> _ASSIGNED TASK_
Across these entries, report how many lines include the string "Practice", with nothing but the number.

Records from a data collection

* * * * * * *

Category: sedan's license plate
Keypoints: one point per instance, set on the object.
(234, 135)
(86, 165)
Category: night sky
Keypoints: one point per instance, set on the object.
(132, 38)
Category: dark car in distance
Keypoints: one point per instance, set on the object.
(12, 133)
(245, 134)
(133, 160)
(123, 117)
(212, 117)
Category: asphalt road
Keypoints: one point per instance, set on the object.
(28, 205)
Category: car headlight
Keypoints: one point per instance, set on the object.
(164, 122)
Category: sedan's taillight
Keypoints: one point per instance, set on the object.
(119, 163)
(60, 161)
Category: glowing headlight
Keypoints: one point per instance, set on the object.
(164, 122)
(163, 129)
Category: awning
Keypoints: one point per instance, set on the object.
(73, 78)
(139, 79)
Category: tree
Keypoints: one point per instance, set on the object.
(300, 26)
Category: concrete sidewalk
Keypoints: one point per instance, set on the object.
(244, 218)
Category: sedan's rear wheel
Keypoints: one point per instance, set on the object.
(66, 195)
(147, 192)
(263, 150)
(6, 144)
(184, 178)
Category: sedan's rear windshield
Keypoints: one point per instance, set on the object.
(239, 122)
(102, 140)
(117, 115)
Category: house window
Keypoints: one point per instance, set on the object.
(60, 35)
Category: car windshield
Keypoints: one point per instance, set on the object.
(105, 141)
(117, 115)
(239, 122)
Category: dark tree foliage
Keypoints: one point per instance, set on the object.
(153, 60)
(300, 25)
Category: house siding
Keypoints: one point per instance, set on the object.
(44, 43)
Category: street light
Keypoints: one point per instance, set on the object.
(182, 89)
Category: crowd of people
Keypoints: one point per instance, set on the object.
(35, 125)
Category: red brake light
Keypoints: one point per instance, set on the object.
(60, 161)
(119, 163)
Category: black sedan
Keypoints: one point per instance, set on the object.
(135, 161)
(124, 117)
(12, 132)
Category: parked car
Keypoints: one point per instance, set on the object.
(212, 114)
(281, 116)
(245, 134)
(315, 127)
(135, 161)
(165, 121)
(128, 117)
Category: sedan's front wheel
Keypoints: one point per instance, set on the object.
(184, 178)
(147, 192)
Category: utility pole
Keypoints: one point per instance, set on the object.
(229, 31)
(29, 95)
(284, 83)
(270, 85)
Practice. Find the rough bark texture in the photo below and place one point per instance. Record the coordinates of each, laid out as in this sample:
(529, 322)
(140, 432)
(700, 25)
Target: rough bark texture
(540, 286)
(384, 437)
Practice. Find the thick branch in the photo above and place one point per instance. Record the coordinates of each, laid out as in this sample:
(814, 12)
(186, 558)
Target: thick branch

* * * * * * *

> _EXERCISE ANSWER_
2